From the entries below, return exactly the lines beginning at the one that contains "Target: brick column" and ending at the one that contains "Target: front alloy wheel", both of them included, and only those lines.

* [Recorded information]
● ● ● ●

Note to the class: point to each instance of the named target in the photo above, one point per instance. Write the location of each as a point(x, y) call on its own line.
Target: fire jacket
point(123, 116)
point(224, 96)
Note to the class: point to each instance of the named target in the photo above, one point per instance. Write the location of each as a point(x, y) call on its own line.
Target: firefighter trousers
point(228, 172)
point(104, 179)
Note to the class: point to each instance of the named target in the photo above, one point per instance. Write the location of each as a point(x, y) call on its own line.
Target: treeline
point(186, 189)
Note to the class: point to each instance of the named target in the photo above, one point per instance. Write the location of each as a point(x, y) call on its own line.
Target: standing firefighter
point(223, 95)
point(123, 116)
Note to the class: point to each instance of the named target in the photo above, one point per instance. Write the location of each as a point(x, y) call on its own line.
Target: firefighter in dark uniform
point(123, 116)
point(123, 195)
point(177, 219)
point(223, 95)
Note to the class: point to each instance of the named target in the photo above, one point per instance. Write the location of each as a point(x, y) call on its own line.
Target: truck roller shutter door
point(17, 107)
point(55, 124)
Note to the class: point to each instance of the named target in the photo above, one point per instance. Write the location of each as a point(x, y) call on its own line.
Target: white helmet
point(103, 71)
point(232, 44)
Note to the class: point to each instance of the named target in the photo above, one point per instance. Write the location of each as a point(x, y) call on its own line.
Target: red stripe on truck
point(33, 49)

● ● ● ●

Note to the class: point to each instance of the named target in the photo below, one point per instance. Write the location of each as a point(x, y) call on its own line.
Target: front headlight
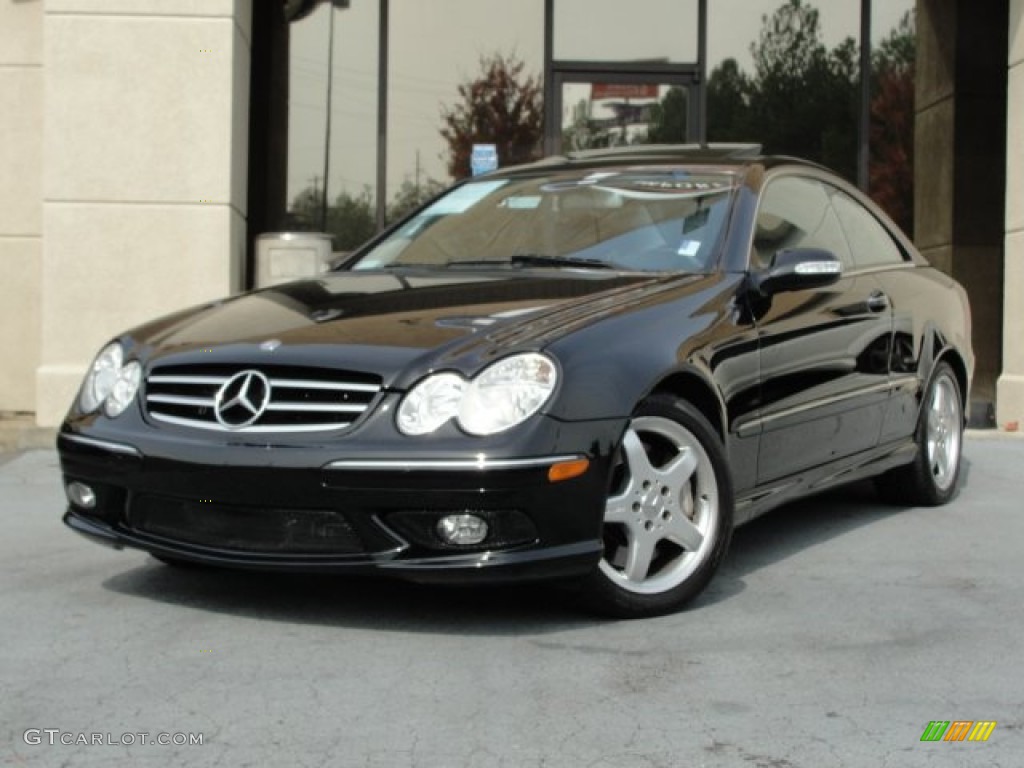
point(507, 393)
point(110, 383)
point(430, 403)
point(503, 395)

● ● ● ●

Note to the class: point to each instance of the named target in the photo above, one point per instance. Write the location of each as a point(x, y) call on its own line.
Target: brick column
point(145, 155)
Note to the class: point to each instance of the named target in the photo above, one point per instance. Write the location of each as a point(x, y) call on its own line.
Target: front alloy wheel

● ● ● ●

* [Worked solution]
Target: brick column
point(145, 155)
Note to the class: point to each instance of the named target in the photo above, one point per instance. Write the location of each as a point(x, y) call on its own line.
Target: front alloy wheel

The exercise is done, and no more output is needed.